The second album from The Hitchers released in 1999. Tracks 1-10 are the original 1999 release as per the CD version. Tracks 11-17 are Bonus Downloads (i.e. not on the CD) and are from the 'Better TV' recording sessions. They were subsequently made available as 'The English Stole Our Potatoes EP'
credits
released May 20, 1999
Artwork by Binman and EFG Media.
(Photo Eric Fitz)
Released: by Murgatroid Independent Recording Company
May 1999 Ireland & UK
Original Release Format: CD (Mur CD10)
Track Listing :
1. Liver**
2. For The Want of Some Better TV*
3. Even At Your Bravest*
4. Sure*
5. It's A Context Thing*
6. I Can't Breath In Outer Space*
7. Popstars By Christmas*
8. 4.30 ...Two Down*
9. Human Skull*
10.One Last Song*
All titles written by Niall Quinn except 6. written by Hoss Carnage;
Recording Details: Recorded at Xeric Studios, Limerick August 1998.
Engineered by Fergal O'Neill. Mixed by Pearse Gilmore.
The Hitchers: Andy - Vocals*, Guitars, Keys; Niall - Vocals**,Drums,12-string guitar; Hoss - Bass; Eric - Guitars.

====================

(Requests):
• 1. Render every line of the object detection listing as a Markdown table with the columns Row and Listing line, giving each line a row number and leaving out blank lines.
• 2. Write the next part of the album notes on The Hitchers, beginning after the final sentence shown.
The album notes and the listing are unrelated to each other.

(Object detection listing)
====================

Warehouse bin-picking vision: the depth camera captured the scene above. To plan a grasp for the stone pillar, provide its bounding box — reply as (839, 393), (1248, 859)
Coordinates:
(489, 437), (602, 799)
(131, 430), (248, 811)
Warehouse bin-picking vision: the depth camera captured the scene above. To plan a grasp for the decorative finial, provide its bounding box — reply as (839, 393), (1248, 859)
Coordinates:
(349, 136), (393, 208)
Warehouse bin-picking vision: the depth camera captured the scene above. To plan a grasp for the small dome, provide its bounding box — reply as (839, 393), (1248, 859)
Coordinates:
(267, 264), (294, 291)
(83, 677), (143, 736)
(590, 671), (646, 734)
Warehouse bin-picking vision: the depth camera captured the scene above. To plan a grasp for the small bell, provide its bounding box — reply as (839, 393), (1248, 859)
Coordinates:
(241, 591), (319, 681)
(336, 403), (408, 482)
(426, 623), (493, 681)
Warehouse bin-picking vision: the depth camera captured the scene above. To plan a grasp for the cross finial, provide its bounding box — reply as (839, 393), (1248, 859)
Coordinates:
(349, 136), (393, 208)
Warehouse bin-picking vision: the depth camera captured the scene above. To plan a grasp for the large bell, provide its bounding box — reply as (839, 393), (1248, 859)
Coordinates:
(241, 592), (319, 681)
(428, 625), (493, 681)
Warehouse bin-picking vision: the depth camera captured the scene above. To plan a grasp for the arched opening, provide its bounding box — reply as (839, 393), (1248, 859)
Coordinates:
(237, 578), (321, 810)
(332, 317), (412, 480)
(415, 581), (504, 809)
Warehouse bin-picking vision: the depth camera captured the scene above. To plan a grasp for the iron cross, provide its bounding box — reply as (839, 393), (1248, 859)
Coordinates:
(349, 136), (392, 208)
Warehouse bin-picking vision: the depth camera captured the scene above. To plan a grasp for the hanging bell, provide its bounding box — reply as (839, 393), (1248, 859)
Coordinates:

====================

(Results of the exercise):
• 1.
| Row | Listing line |
|---|---|
| 1 | Warehouse bin-picking vision: the depth camera captured the scene above. To plan a grasp for the stone pillar, provide its bounding box — reply as (839, 393), (1248, 859) |
| 2 | Coordinates: |
| 3 | (489, 437), (602, 799) |
| 4 | (131, 430), (248, 811) |
| 5 | Warehouse bin-picking vision: the depth camera captured the scene above. To plan a grasp for the decorative finial, provide its bounding box — reply as (839, 393), (1248, 859) |
| 6 | Coordinates: |
| 7 | (349, 136), (393, 208) |
| 8 | Warehouse bin-picking vision: the depth camera captured the scene above. To plan a grasp for the small dome, provide its bounding box — reply as (839, 393), (1248, 859) |
| 9 | Coordinates: |
| 10 | (267, 264), (294, 291) |
| 11 | (83, 677), (143, 736) |
| 12 | (590, 671), (646, 734) |
| 13 | Warehouse bin-picking vision: the depth camera captured the scene above. To plan a grasp for the small bell, provide its bounding box — reply as (839, 393), (1248, 859) |
| 14 | Coordinates: |
| 15 | (241, 591), (319, 681) |
| 16 | (336, 403), (408, 482) |
| 17 | (426, 623), (493, 681) |
| 18 | Warehouse bin-picking vision: the depth camera captured the scene above. To plan a grasp for the cross finial, provide its bounding box — reply as (839, 393), (1248, 859) |
| 19 | Coordinates: |
| 20 | (349, 136), (393, 208) |
| 21 | Warehouse bin-picking vision: the depth camera captured the scene above. To plan a grasp for the large bell, provide its bounding box — reply as (839, 393), (1248, 859) |
| 22 | Coordinates: |
| 23 | (241, 592), (319, 681) |
| 24 | (428, 625), (493, 681) |
| 25 | Warehouse bin-picking vision: the depth camera captured the scene above. To plan a grasp for the arched opening, provide its bounding box — reply as (839, 393), (1248, 859) |
| 26 | Coordinates: |
| 27 | (237, 578), (321, 810) |
| 28 | (332, 317), (412, 480) |
| 29 | (415, 581), (504, 809) |
| 30 | Warehouse bin-picking vision: the depth camera captured the scene above. To plan a grasp for the iron cross, provide its bounding box — reply as (839, 393), (1248, 859) |
| 31 | Coordinates: |
| 32 | (349, 136), (392, 208) |
| 33 | Warehouse bin-picking vision: the depth camera captured the scene above. To plan a grasp for the hanging bell, provide its bounding box — reply as (839, 393), (1248, 859) |
| 34 | Coordinates: |

• 2.
The Hitchers first album 'It's All Fun & Games 'Til Someone Loses An Eye' took from February to June 1996 to record. In stark contrast to such extravagance it's follow up 'For The Want Of Some Better TV' took less than two weeks, had few overdubs and no guest musicians. Compared to 'Fun & Games' which was over 45 minutes in playing time it's also a very short album -it's ten tracks barely topping the half hour mark. It had been planned as a twelve or possibly even fourteen track album. But The Hitchers were under pressure to complete the recording as it was now common knowledge that Xeric Studios were about to close. Xeric was a high quality digital 48 track studio with some fine equipment. But in an era when more and more people were accessing good quality, affordable digital home recording units -one can only guess that keeping punters coming through Xerics door in a city of Limericks size was going to be as easy as basing a champions league football team in the Aran Islands.
So the album length got trimmed in order to allow more time be spent on the reduced number of tracks.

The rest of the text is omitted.